- [GIVEN TEXT]

□ □ □ □

Sometimes, though, I encounter cooking that announces itself in all-caps, the kind of food that stakes a claim for itself in the local food scene urgently and unapologetically. The chefs and owners of these places seem exempt from the normal rules; they don’t need to tinker with their recipes or flavors, and they certainly don’t need a grace period to reach a stable equilibrium. Their restaurant names and addresses might change, but once they arrive on the scene, they’re here for good.

Maybe I didn’t see it before in Little Pig co-chef Michael MacDonnell, but I certainly do now. During his two-year stint as the executive chef of West End fine-dining legend Tempo Dulu, he tugged at the restaurant’s strictly Indonesian menu, forcibly dragging it in the direction of broader Southeast Asian representation by adding Thai ingredients and recipes to what was then a nosebleed-pricey menu. Only after his tenure began did the food and sophisticated, modernist dining space finally match up with one another.

□ □ □ □

- [WHAT TO WORK ON]
1 – In the restaurant review text, how long was Michael MacDonnell the executive chef of Tempo Dulu?
2 – Please restate the restaurant review text from "Sometimes, though, I" up to and including "here for good.", substituting "trial period" for "grace period".

- [RAW DATA]
□ □ □ □

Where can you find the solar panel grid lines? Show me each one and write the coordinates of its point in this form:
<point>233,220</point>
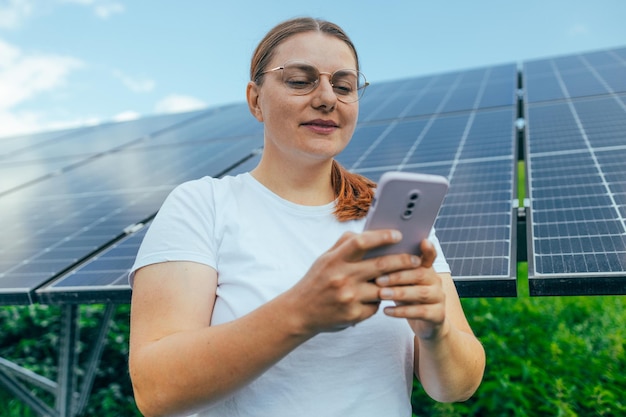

□ □ □ □

- [FINAL RESULTS]
1 – Two years.

2 –
Sometimes, though, I encounter cooking that announces itself in all-caps, the kind of food that stakes a claim for itself in the local food scene urgently and unapologetically. The chefs and owners of these places seem exempt from the normal rules; they don’t need to tinker with their recipes or flavors, and they certainly don’t need a trial period to reach a stable equilibrium. Their restaurant names and addresses might change, but once they arrive on the scene, they’re here for good.